▶ _EXERCISE 1_:
Return, word for word, the passage of the grant announcement that begins with the words containing "Posted January 13, 2020" and ends with "Strategy of Canada.".
▶ _EXERCISE 2_:
Write the next part of the grant announcement about digitizing the Labrador records, starting right after its last sentence.

Moravian Archives Receives Digitization Grant for Labrador Records

Posted January 13, 2020 in General

Moravian Archives Receives Digitization Grant for Labrador Records

On January 9, 2020, the Council on Library and Information Resources (CLIR) announced grants for eighteen digitization projects throughout the United States and Canada. The Moravian Archives is extremely pleased to announce that one of the approved projects is “Uncommon Bonds: Labrador Inuit and Moravian Missionaries” ($168,349.00). During this 24-month project the Moravian Archives in Bethlehem, PA, will digitize 56,199 pages of manuscript records from the Moravian Church in Labrador. Our partners in this project are Memorial University of Newfoundland, the Nunatsiavut Government, and the Moravian Church in Newfoundland and Labrador (MCNL), with project support provided by the National Heritage Digitization Strategy of Canada.

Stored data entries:
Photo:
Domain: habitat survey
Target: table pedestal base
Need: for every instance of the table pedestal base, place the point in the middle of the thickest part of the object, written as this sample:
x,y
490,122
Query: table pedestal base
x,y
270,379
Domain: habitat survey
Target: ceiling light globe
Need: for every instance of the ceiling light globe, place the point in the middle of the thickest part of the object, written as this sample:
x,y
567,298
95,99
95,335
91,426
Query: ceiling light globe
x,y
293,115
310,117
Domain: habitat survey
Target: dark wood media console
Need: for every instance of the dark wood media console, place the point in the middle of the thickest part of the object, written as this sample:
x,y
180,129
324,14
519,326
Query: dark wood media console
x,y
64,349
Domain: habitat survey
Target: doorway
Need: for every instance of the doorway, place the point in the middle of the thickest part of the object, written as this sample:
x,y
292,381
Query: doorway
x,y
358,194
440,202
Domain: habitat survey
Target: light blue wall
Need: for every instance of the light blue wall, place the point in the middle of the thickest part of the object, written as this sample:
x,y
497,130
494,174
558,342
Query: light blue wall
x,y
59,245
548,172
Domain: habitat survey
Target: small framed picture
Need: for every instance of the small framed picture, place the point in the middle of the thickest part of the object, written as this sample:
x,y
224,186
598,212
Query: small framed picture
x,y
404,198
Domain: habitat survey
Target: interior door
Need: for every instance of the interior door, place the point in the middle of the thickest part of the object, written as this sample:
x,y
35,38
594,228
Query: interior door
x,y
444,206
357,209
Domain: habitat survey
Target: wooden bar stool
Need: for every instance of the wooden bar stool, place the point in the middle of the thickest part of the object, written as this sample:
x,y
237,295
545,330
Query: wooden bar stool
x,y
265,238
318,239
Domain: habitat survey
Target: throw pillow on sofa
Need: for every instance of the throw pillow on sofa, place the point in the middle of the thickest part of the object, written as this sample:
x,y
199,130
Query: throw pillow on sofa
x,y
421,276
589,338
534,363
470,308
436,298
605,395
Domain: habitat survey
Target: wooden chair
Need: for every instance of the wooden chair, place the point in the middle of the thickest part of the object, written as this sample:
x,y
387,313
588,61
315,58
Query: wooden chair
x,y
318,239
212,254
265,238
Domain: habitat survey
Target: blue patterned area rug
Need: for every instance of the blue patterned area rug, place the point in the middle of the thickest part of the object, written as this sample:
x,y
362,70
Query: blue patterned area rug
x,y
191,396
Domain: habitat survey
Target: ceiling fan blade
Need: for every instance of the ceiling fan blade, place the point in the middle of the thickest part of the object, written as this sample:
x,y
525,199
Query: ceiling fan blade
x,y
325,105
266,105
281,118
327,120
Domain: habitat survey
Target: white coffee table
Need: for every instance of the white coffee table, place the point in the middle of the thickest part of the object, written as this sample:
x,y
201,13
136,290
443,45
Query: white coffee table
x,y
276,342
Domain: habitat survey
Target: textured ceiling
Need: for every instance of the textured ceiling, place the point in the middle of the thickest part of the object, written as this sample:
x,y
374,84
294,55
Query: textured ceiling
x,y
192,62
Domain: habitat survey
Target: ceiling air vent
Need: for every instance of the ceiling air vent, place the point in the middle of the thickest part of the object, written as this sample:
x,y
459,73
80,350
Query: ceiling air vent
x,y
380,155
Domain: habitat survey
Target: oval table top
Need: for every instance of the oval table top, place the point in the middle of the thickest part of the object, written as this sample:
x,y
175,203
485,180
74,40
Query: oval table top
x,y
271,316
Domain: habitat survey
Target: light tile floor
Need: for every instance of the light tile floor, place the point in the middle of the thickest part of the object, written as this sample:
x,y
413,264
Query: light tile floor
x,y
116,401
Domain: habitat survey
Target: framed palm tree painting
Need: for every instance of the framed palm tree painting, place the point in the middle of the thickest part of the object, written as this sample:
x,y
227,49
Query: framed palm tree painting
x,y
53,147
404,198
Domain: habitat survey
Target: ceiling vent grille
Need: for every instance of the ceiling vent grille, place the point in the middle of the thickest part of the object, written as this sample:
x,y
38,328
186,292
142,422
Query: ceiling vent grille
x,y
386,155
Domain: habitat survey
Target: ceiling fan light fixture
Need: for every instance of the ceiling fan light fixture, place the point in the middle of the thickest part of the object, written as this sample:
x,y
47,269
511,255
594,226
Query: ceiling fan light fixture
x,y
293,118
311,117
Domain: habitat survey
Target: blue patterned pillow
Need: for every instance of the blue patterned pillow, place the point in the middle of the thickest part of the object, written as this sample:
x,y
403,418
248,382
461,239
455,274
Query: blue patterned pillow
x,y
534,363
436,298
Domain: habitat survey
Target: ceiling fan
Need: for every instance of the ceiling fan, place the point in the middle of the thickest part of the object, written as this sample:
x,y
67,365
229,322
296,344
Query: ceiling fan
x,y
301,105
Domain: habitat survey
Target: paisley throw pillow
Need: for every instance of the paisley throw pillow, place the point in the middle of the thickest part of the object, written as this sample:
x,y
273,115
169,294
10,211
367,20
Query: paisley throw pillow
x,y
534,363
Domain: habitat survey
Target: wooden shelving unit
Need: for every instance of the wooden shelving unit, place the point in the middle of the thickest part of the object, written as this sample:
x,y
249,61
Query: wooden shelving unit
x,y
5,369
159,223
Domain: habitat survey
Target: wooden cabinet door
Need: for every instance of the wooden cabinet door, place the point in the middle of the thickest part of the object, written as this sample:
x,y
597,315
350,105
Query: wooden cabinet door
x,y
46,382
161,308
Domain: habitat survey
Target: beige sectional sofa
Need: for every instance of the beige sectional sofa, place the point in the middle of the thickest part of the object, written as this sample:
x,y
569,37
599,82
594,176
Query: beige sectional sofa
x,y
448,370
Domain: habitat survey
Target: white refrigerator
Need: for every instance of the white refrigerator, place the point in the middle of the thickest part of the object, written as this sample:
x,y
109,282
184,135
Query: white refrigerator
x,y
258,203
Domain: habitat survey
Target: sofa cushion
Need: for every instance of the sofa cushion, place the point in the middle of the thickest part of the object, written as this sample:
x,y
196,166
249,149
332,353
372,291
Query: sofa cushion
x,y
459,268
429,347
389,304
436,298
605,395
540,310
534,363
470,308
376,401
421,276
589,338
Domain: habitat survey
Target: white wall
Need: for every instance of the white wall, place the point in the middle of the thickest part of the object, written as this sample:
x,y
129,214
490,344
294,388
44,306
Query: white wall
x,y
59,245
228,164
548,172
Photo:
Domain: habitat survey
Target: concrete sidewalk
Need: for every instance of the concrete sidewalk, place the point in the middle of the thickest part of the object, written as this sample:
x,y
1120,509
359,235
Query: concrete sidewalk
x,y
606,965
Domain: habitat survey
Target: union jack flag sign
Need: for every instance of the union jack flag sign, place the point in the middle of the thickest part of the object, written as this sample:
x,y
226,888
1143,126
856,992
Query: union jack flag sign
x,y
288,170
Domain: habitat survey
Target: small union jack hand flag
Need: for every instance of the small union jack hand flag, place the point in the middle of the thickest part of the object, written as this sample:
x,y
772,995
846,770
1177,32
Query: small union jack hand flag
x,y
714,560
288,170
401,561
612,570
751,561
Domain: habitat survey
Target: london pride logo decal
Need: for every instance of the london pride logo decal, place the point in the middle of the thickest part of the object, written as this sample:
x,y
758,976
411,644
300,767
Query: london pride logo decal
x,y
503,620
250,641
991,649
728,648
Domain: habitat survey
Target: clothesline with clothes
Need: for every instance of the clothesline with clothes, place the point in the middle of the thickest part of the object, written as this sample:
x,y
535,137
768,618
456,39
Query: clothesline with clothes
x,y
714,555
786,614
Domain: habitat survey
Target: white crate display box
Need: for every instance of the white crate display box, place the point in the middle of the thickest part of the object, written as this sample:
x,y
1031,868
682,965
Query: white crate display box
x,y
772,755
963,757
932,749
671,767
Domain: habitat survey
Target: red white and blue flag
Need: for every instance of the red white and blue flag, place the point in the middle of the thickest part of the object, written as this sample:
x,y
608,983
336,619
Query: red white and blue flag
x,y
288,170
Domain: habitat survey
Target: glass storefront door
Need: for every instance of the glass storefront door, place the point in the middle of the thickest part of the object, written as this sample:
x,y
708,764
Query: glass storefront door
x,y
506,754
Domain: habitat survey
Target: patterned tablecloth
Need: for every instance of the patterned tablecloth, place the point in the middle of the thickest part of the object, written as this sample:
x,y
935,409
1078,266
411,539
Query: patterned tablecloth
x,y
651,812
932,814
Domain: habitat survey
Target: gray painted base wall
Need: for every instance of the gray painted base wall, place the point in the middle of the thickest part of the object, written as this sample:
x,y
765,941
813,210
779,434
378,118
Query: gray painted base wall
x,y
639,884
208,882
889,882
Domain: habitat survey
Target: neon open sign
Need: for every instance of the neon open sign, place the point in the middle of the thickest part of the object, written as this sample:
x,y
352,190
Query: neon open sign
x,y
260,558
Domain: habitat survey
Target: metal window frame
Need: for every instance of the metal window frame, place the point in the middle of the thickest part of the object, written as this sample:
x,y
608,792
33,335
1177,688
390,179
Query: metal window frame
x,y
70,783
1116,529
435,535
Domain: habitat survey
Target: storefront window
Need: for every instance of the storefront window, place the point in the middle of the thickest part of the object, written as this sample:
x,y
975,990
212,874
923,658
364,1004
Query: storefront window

▶ _ANSWER SECTION 1_:
Posted January 13, 2020 in General

Moravian Archives Receives Digitization Grant for Labrador Records

On January 9, 2020, the Council on Library and Information Resources (CLIR) announced grants for eighteen digitization projects throughout the United States and Canada. The Moravian Archives is extremely pleased to announce that one of the approved projects is “Uncommon Bonds: Labrador Inuit and Moravian Missionaries” ($168,349.00). During this 24-month project the Moravian Archives in Bethlehem, PA, will digitize 56,199 pages of manuscript records from the Moravian Church in Labrador. Our partners in this project are Memorial University of Newfoundland, the Nunatsiavut Government, and the Moravian Church in Newfoundland and Labrador (MCNL), with project support provided by the National Heritage Digitization Strategy of Canada.

▶ _ANSWER SECTION 2_:
The project will begin on April 1, 2020. During the project the Moravian Archives will digitize records of the Moravian Church in Labrador from 1764-1944. These records were transferred to the Moravian Archives in Bethlehem, Pennsylvania, in 1959 and pertain primarily to the mission stations of Nain, Hopedale, and Hebron in Labrador, Canada. Mission stations at Killinek (in present-day Nunavut), Ramah, Zoar, Makkovik, and Happy Valley-Goose Bay are also represented.

The records consist of correspondence with the general administration of the Moravian Church in Europe as well as correspondence between mission station superintendents in Labrador; station diaries and proceedings of church conferences and house conferences, chronicling spiritual life at the settlements (e.g., worship, music, and traditional belief systems) as well as physical operation of the missions like building construction and repair; extensive linguistic material in the form of dictionaries and grammars; commerce and trade records; copies of legal documents regarding land grants and shipping vessel rights; memoirs of Inuit themselves (often in Inuttitut); liturgical writing in Inuttitut; membership records useful for genealogy; as well as data regarding medicine, meteorology and weather, and wildlife (e.g., hunting and fishing conditions). Also contained in the collection is a small number of maps from the region, which provide a remarkable window into the development of cartography in the region, settlement patterns, and place-names.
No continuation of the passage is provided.